> _INPUT ROWS_

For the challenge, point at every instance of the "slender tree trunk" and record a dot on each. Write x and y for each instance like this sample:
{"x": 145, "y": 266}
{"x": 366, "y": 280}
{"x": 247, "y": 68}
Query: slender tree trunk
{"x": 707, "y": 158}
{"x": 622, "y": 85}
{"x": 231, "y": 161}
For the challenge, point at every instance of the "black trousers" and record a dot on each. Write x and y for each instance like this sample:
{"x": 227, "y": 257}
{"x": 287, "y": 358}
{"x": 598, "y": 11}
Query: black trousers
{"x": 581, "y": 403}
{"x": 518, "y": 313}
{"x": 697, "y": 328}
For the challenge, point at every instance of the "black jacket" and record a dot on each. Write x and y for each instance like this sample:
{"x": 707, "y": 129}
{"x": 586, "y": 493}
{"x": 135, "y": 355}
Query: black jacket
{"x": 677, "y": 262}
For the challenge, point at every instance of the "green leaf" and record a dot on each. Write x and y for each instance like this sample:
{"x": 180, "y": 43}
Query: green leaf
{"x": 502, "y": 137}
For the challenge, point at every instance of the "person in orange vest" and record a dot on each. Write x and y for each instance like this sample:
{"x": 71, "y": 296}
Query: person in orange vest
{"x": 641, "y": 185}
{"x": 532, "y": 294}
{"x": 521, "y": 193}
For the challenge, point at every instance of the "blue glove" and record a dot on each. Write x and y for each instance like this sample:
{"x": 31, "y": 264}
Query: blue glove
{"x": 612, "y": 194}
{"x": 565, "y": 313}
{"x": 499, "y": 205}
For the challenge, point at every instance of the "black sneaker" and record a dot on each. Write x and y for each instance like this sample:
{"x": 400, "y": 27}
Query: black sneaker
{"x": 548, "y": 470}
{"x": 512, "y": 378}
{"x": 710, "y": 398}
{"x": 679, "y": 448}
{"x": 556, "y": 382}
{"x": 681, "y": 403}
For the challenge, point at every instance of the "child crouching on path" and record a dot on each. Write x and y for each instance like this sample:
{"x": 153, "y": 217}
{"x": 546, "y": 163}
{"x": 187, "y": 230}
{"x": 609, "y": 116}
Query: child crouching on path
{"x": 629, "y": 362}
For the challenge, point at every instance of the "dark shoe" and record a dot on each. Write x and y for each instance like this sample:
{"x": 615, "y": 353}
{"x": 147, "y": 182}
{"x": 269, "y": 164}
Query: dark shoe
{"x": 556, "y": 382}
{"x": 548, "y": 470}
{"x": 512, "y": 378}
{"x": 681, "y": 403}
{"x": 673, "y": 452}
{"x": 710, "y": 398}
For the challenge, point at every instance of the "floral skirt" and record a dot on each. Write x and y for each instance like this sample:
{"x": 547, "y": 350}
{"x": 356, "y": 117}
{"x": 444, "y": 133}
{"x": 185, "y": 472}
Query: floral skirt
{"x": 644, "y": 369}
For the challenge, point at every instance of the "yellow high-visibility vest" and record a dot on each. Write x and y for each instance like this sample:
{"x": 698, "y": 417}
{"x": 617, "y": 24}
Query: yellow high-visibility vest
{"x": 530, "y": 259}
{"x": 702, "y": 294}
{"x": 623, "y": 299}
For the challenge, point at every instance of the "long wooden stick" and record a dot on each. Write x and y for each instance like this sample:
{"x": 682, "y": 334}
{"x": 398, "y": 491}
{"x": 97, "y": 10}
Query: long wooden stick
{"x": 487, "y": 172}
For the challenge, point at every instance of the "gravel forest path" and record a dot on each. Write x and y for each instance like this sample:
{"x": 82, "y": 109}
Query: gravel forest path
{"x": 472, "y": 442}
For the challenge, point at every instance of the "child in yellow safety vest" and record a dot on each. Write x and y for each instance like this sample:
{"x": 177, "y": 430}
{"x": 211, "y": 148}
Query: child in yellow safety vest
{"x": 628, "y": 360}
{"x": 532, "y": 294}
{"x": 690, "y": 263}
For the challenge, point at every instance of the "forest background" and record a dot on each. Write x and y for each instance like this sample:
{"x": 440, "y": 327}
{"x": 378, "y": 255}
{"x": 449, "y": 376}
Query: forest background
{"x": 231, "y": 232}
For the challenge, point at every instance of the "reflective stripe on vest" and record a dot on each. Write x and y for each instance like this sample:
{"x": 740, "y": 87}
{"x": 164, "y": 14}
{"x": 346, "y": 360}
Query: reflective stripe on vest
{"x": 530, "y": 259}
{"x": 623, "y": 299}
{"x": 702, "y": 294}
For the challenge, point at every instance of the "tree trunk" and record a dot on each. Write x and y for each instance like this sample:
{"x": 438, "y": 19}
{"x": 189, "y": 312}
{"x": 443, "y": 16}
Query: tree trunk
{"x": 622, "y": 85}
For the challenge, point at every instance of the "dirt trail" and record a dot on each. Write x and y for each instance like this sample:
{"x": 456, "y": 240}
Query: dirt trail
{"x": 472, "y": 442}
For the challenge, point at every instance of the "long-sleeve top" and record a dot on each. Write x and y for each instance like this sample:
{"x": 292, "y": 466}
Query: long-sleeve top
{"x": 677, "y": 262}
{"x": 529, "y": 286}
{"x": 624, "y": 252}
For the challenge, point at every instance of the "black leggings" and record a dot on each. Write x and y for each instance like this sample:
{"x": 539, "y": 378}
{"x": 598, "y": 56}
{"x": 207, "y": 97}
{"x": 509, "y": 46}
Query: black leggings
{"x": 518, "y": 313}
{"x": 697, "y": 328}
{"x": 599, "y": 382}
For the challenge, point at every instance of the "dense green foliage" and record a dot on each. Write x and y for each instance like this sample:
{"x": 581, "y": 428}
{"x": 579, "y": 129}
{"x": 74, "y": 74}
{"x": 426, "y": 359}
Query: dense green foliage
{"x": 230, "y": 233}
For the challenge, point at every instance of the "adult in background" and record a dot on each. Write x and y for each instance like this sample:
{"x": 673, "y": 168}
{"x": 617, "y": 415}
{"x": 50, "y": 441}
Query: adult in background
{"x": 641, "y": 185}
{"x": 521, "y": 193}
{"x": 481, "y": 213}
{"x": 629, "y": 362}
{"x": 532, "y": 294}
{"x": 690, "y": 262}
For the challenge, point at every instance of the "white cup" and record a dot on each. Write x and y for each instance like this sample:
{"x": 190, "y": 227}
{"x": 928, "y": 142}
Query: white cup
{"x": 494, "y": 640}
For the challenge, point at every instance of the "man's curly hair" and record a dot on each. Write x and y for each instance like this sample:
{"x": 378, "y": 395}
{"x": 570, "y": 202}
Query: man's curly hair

> _THE REQUEST_
List every line of the records above that contains the word "yellow".

> _SOLUTION FOR THIS EXERCISE_
For the challenge, point at every instance of the "yellow high-visibility vest" and record a dot on each. Write x and y for each instance like this sample:
Query: yellow high-visibility vest
For the challenge, point at every instance of the "child in yellow safety vest" and record a dot on each. Write x and y for each instance like this sample:
Query: child in yellow safety vest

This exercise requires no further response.